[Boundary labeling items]
##############################

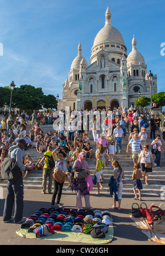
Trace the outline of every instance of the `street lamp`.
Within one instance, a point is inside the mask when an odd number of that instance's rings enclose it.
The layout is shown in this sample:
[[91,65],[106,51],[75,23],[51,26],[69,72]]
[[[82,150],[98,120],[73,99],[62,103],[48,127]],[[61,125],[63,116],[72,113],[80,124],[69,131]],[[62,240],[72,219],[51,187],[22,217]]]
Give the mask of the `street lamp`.
[[151,70],[149,70],[149,74],[148,74],[148,78],[150,79],[150,93],[151,93],[151,107],[152,106],[152,87],[151,81],[152,80],[153,74],[151,72]]
[[11,114],[11,108],[12,108],[12,93],[14,89],[14,87],[16,86],[14,83],[14,81],[12,81],[10,83],[10,89],[11,89],[11,95],[10,95],[10,109],[9,109],[9,115],[12,115]]

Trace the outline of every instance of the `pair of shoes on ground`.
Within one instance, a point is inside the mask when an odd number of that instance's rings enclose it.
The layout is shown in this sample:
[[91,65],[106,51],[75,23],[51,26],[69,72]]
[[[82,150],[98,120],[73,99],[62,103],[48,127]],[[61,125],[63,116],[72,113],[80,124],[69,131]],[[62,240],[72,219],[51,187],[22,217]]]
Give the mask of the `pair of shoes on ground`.
[[138,196],[134,197],[135,200],[139,200],[139,201],[141,201],[141,198],[138,198]]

##############################

- What is expected: Put every line of the items above into a JSON list of strings, one string per line, with blank lines and the picture markers omitted.

- Output:
[
  "Trace the outline of every instance of the `street lamp`.",
  "Within one instance, a point is inside the mask when an odd number of that instance's rings enclose it.",
  "The layout is shown in this sample:",
  "[[91,65],[106,51],[75,23],[51,26],[69,72]]",
  "[[[82,150],[98,120],[73,99],[62,103],[48,127]],[[61,125],[63,116],[72,113],[80,124],[69,131]],[[62,240],[72,219],[51,187],[22,217]]]",
  "Give the mask of the `street lamp`.",
  "[[151,70],[149,70],[149,74],[148,74],[148,78],[150,79],[150,93],[151,93],[151,107],[152,106],[152,87],[151,81],[152,80],[153,74],[151,72]]",
  "[[11,114],[11,108],[12,108],[12,93],[14,89],[14,87],[16,86],[14,83],[14,81],[12,81],[10,83],[10,89],[11,89],[11,95],[10,95],[10,109],[9,109],[9,115],[12,115]]",
  "Trace the outline of every instance of the `pair of shoes on ground`.",
  "Within one instance, a point is inside the mask when an odd number of that instance's rings enclose it.",
  "The layout is shown in this sample:",
  "[[91,65],[106,51],[75,23],[51,26],[69,72]]",
  "[[[82,150],[98,120],[73,99],[62,103],[48,127]],[[61,125],[63,116],[72,113],[80,124],[69,131]],[[62,240],[72,219],[51,187],[22,217]]]",
  "Give the mask of the `pair of shoes on ground`.",
  "[[138,196],[134,197],[135,200],[139,200],[139,201],[141,201],[141,198],[138,198]]"
]